### Records supplied
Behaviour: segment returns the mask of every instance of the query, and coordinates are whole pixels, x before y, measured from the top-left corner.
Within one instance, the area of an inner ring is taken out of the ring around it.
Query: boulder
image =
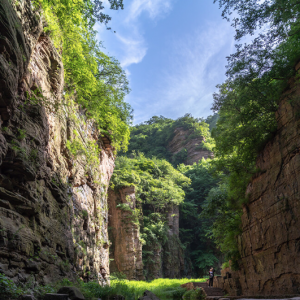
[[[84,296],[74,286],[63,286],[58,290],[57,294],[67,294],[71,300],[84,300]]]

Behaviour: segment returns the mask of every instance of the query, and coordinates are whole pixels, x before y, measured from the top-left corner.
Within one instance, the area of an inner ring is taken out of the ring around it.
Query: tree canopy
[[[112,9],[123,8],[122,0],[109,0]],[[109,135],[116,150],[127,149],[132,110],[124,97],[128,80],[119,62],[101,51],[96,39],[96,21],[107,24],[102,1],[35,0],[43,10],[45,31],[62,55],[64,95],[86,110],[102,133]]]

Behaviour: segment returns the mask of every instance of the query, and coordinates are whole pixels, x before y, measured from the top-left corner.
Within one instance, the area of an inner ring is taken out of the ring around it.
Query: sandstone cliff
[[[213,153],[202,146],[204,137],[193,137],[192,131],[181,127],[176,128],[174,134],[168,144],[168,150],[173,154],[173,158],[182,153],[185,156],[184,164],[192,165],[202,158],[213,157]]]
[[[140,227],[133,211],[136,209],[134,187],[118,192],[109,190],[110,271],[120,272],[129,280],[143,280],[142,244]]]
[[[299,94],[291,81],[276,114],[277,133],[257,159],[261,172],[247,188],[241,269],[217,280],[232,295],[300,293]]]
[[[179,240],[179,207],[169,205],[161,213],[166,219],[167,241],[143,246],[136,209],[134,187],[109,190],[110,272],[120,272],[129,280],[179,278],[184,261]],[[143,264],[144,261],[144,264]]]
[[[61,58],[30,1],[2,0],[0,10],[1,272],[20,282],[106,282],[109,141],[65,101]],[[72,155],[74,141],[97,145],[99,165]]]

### Work to be completed
Retype all the items above character for character, leaving out the pictures.

### Answer in full
Behaviour: segment returns the mask of every instance of the query, and coordinates are whole pixels, x before y, measured from the top-left corner.
Within one instance, the area of an inner ring is taken out of the ring around it.
Query: boulder
image =
[[[84,296],[74,286],[63,286],[58,290],[57,294],[67,294],[71,300],[84,300]]]

Behaviour: segment returns the mask of every instance of the query, and coordinates are whole pixels, x before y, measured from the top-left corner.
Within one instance, the area of an inner ring is taken out of the ring around it.
Query: tree canopy
[[[112,9],[123,8],[122,0],[109,0]],[[109,135],[116,150],[127,149],[132,110],[124,97],[128,80],[119,62],[101,51],[96,39],[96,21],[107,24],[102,1],[35,0],[43,10],[45,31],[62,55],[64,95],[86,110],[102,133]]]

Behaviour: segment returns the mask of every instance of the query, and coordinates are whole pixels, x before y, measured from the top-left corner.
Within one instance, the area of an inner ring is taken out of the ring around it.
Query: sandstone cliff
[[[213,153],[202,146],[204,137],[193,137],[192,131],[181,127],[176,128],[174,134],[168,144],[168,150],[173,154],[173,158],[182,153],[185,156],[184,164],[192,165],[202,158],[213,157]]]
[[[140,227],[133,211],[136,209],[134,187],[118,192],[109,190],[110,271],[120,272],[129,280],[143,280],[142,244]]]
[[[299,94],[291,81],[276,114],[277,133],[257,159],[261,172],[247,188],[241,269],[217,280],[232,295],[300,293]]]
[[[179,240],[179,207],[169,205],[161,213],[166,219],[167,241],[143,246],[136,209],[134,187],[109,190],[110,272],[120,272],[129,280],[179,278],[184,261]],[[143,264],[144,261],[144,264]]]
[[[61,58],[30,1],[2,0],[0,10],[1,272],[20,282],[106,282],[109,141],[65,101]],[[72,155],[74,141],[97,145],[99,165]]]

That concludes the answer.